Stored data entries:

Segment Open

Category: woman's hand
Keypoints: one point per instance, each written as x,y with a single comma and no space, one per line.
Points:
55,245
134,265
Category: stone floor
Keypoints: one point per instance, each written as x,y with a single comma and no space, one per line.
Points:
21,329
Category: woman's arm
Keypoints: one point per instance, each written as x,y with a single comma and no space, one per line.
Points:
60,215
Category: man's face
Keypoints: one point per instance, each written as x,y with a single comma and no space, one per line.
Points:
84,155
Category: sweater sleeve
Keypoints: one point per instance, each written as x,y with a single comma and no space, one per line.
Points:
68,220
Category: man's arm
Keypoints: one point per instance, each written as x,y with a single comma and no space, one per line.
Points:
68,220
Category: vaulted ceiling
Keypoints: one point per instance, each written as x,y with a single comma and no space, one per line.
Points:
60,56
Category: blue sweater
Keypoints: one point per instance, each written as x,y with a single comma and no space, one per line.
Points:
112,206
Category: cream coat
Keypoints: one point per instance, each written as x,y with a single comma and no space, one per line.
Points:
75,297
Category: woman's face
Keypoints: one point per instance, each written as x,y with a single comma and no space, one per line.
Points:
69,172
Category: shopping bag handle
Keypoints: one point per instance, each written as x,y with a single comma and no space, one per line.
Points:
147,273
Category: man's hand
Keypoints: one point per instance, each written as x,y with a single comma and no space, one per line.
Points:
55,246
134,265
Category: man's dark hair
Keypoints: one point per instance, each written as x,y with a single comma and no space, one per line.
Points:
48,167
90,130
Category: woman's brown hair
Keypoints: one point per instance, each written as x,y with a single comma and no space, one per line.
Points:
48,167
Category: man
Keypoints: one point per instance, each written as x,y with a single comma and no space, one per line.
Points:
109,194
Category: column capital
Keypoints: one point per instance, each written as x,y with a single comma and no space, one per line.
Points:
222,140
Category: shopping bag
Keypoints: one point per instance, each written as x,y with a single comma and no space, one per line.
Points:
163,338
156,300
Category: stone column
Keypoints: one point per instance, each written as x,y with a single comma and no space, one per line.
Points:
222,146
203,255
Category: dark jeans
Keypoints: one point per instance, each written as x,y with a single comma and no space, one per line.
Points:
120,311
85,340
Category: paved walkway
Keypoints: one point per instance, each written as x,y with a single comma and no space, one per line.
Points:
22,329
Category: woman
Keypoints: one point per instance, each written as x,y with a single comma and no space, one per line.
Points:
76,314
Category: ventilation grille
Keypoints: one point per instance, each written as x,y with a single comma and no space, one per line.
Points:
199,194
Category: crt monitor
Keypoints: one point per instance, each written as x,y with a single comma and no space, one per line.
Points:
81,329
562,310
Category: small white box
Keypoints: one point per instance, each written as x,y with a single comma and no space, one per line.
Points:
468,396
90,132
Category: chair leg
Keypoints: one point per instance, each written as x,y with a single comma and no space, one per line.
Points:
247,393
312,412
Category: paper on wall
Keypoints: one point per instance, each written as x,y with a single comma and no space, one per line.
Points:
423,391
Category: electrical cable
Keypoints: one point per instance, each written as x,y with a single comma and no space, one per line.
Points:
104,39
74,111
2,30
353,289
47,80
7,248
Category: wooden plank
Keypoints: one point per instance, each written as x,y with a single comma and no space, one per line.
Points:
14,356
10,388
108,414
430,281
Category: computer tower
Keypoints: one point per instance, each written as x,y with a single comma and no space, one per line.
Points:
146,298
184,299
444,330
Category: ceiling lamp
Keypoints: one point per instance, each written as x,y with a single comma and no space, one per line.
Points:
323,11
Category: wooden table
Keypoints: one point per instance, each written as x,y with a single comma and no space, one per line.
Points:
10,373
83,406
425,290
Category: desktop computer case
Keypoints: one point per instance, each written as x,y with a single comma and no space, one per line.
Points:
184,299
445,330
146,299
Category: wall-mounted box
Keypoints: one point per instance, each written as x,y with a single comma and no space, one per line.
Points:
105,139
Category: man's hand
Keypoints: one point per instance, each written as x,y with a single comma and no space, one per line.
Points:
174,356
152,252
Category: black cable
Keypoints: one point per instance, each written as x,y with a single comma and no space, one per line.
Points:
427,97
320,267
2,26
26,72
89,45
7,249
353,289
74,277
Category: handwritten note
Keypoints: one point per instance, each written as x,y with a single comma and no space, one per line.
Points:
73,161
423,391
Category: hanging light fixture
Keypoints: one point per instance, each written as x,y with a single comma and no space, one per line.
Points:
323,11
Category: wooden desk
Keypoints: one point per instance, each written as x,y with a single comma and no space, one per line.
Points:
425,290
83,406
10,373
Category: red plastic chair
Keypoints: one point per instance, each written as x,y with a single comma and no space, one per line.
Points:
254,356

Segment Closed

Work to complete |
Note how many lines of the records contain the string "shopping", and give that number with nothing added.

Response to the exercise |
2